Page:
Preface
Kafka, as a stream processing platform, aims for end-to-end low latency in real-time stream computation and online business scenarios. In offline batch processing and peak shaving scenarios, it seeks high throughput for cold reads. Both scenarios require a well-designed data caching mechanism to support them. Apache Kafka stores data in local files and accesses them by mapping files into memory using mmap, naturally leveraging the operating system for file buffering, cache loading, and cache eviction.
AutoMQ adopts a separation of storage and computation architecture, where storage is offloaded to object storage. With no local data files, it cannot directly use mmap for data caching like Apache Kafka. At this point, there are usually two approaches to cache data from object storage:
- The first approach is to download object storage files to local files and then read the local files using mmap. This approach is relatively simple to implement but requires additional disk space to cache data. Depending on the size and rate of the cache required, it also necessitates purchasing disk space and IOPS, making it economically inefficient.
- The second approach is to directly use memory for data caching based on the data consumption characteristics of stream processing. This method is more complex to implement, essentially requiring the creation of a memory management system similar to an operating system. However, like everything in life has its pros and cons, implementing memory cache management oneself allows for achieving the best caching efficiency and cost-effectiveness based on business scenarios. To reduce operational complexity and holding costs, and to improve cache efficiency, AutoMQ ultimately chose the second approach: "directly using memory for data caching." AutoMQ Cache Design Directly leveraging memory for data caching, AutoMQ has designed two caching mechanisms for tail read and cold read scenarios based on their data access characteristics: LogCache and BlockCache.
LogCache is designed for the tail read scenario. When data is uploaded to object storage, it is simultaneously cached in LogCache as a single RecordBatch. This allows hot data to be accessed directly from the cache, providing extremely low end-to-end latency. Compared to general-purpose OS cache designs, LogCache has the following two features:
- FIFO: Given the characteristic of continuous access to new data in tail read scenarios, LogCache uses a First In, First Out eviction policy to ensure the availability of the cache for new data.
- Low Latency: LogCache has a dedicated cache space solely responsible for caching hot data, avoiding the problem of cold data reads affecting hot data consumption.
BlockCache is designed for cold read scenarios. When the required data cannot be accessed in LogCache, it is read from BlockCache. Compared to LogCache, BlockCache has the following two distinctions:
- LRU: BlockCache uses the Least Recently Used eviction strategy, which offers better cache utilization in high fan-out cold read scenarios.
- High Throughput: Cold read scenarios focus on throughput; therefore, BlockCache reads and caches data in large chunks (~4MB) from object storage and uses a prefetching strategy to load data that is likely to be read next.
In Java programs, data can be cached in memory using either on-heap or off-heap memory. To alleviate the burden on JVM GC, AutoMQ uses off-heap Direct Memory for caching data. To improve the efficiency of Direct Memory allocation, it employs the industry-standard Netty PooledByteBufAllocator for memory allocation and release from a pooled memory.

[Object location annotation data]
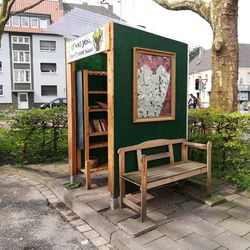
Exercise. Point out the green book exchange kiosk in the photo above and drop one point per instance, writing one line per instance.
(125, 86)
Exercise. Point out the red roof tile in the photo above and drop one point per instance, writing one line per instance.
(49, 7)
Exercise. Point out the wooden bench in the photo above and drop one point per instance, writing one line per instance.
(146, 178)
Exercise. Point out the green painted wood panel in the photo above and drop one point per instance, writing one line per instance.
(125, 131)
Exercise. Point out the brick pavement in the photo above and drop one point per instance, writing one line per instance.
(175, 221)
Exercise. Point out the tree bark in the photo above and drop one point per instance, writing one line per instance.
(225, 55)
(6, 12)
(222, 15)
* * *
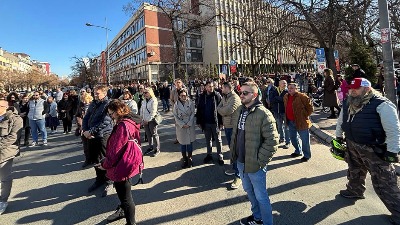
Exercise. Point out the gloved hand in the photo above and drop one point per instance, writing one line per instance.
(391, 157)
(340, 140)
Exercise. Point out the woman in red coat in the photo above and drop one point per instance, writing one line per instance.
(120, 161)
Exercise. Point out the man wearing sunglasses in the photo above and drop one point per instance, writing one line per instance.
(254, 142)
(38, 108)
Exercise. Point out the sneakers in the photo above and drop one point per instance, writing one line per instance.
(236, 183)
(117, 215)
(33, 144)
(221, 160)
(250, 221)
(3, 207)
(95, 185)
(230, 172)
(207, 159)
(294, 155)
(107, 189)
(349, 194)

Task brief:
Return the stretch of the text about AutoMQ caching from "- Low Latency: LogCache" through "hot data consumption.", copied word for word. Rely only on the text about AutoMQ caching.

The output:
- Low Latency: LogCache has a dedicated cache space solely responsible for caching hot data, avoiding the problem of cold data reads affecting hot data consumption.